▶ [The problem]: Lines where the string "hillside" appears are to be copied from the entries below.

▶ [Dataset records]:

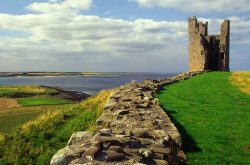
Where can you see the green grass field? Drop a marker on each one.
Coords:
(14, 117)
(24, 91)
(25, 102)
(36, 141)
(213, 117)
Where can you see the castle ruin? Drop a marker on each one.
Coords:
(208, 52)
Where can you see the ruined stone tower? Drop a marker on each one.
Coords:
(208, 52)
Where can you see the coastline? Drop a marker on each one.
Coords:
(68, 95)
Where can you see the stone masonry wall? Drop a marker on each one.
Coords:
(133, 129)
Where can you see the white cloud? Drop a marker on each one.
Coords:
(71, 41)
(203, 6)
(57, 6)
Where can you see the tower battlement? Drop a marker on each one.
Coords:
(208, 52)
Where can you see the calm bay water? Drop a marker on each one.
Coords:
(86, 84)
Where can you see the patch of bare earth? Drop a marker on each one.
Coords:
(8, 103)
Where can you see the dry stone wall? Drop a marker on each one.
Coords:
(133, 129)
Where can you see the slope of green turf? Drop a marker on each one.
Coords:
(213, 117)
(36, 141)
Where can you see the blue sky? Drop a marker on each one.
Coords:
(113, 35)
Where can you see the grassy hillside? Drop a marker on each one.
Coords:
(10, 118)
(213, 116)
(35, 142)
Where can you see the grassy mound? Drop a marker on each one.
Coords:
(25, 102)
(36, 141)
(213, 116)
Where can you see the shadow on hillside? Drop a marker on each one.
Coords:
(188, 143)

==

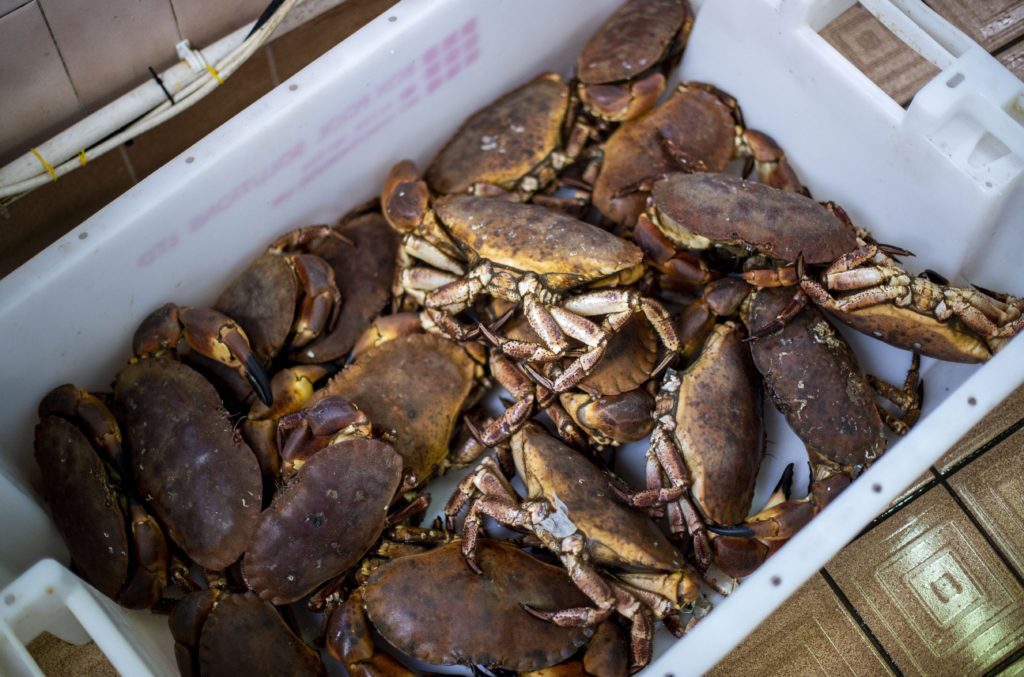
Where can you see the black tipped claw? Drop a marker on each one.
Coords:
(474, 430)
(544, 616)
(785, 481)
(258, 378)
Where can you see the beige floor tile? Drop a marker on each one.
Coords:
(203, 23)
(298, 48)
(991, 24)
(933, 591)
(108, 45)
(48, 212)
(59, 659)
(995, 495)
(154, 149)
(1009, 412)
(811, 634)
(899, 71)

...

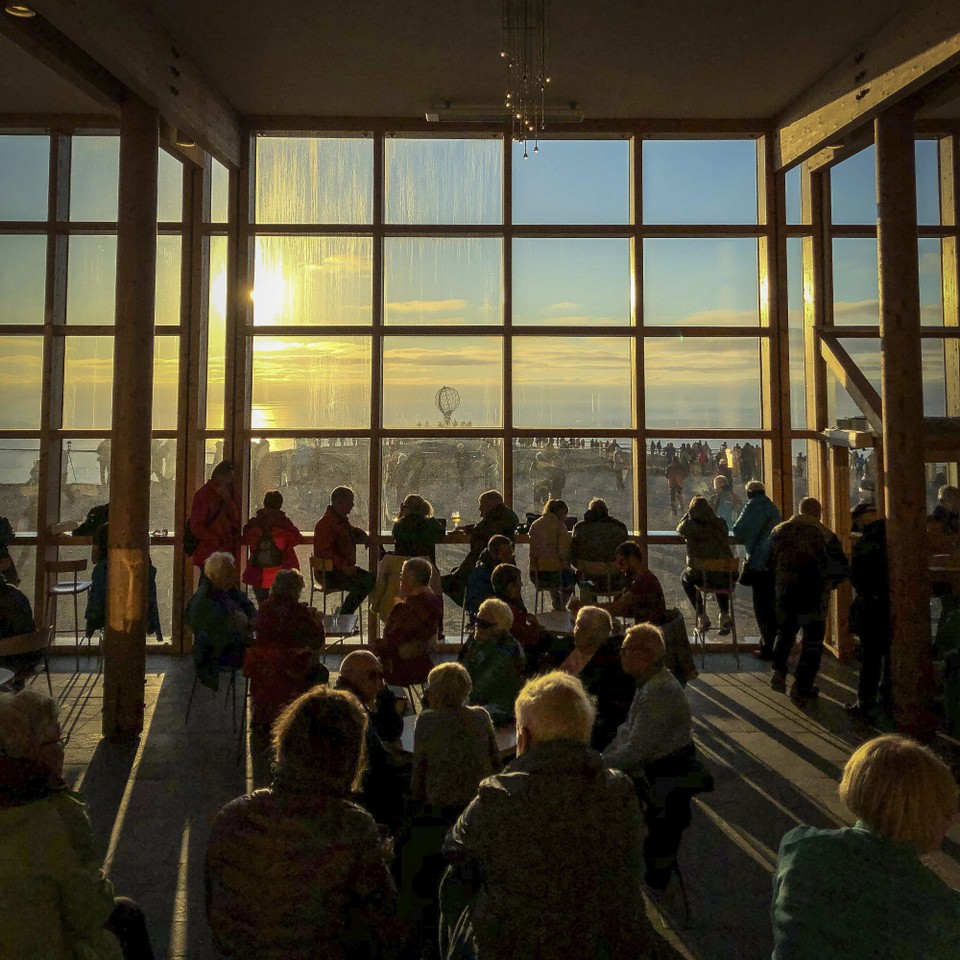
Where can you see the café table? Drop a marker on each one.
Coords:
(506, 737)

▶ [Exercise response]:
Where can you see the grassy hillside? Drop a marker on each one.
Where can you see the shadow on hillside? Drop a marker on each one.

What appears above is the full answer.